- _READING TEXT_:

——————

In a swift action meant to show his grip on power, Bouteflika asked his Prime Minister Ahmad Ouwayhi to resign, and he replaced him by two loyalists: Prime Minister Nour el-Din Badawi, who served as the former minister of interior and his deputy, as well as his former adviser Ramtan Laamara. The prime minister’s first declaration was the necessity to maintain law and order. The chief of the army, Field-Marshall Qayed Salah, followed by stating the army would back the Algerian people in its quest for order while preserving the integrity of Algeria.

The scenes of joy and celebrations that occurred following the announcement of Bouteflika’s decision not to run for the fifth mandate faded quickly with the realization that Bouteflika was not really going to step down in the near future. Instead, the protests focused on the need to replace Bouteflika, who was unable to fulfill his post as stipulated in article 102 of the constitution – the core argument in the protests that took place in Algeria since mid-February.

Protests spread all over Algeria, led by thousands of youngsters, students, and university teachers. The Algerian National Bar Association demanded the elections be conducted on their original date. Unlike other countries that experienced the Arab Spring, the Algerian protests have until now been peaceful and non-confrontational. The protests were quickly joined by six trade union organizations, including the employees of the port of Bejaia who staged a three-day strike demanding a change of regime. Thirteen opposition parties expressed their rejection of the timetable set by the regime, claiming that the regime’s decisions were pushing Algerians into a revolution. As a countermeasure, the opposition parties asked all members of both houses of parliament to withdraw their membership and stage sit-ins until the regime bows to their demands.

What Next for Algeria?

The big question remains, where is Algeria heading? Much depends on the actions of several groups in Algeria: The ruling “clique” made of Bouteflika’s entourage could lose its privileges together with a cabal of high ranking officers, veterans of the war of independence and the FLN “Old Guard.” Will they, along with the parasites of the Bouteflika era and the businessmen who have stakes in the oil and gas industry, allow a smooth transition of power? Or, will they maintain their coalition and fight the winds of change that have been felt in Algeria since mid-February. One thing is sure: Algerians have lost their fear of the regime and are ready to confront it; at this time the confrontation is still devoid of violence.

——————

- _ACTIVITY_: In the text on Algeria's protests, how many days did the employees of the port of Bejaia strike? The material plays no part in the work here.

——————

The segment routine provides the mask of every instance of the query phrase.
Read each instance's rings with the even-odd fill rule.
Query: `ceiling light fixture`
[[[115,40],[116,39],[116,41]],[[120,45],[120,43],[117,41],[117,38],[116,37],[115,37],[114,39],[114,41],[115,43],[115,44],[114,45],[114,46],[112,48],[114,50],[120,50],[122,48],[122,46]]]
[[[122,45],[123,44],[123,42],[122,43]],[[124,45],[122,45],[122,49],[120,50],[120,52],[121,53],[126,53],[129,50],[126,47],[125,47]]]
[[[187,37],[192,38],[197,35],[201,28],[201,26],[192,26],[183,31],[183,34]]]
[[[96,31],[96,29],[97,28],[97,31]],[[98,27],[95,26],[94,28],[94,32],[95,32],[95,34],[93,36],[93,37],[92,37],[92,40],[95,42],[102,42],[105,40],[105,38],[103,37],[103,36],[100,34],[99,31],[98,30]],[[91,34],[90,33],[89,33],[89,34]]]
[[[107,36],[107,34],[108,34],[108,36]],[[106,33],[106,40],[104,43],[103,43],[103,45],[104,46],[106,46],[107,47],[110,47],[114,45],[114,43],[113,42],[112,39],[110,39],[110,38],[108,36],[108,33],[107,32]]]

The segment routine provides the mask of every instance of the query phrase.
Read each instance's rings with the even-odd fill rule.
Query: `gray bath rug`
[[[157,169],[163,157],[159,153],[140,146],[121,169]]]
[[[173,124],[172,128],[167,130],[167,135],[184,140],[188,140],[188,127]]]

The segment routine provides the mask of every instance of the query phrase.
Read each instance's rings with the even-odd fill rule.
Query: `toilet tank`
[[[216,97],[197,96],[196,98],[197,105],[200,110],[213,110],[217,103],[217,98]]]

——————

- _SOLUTION_: Three days.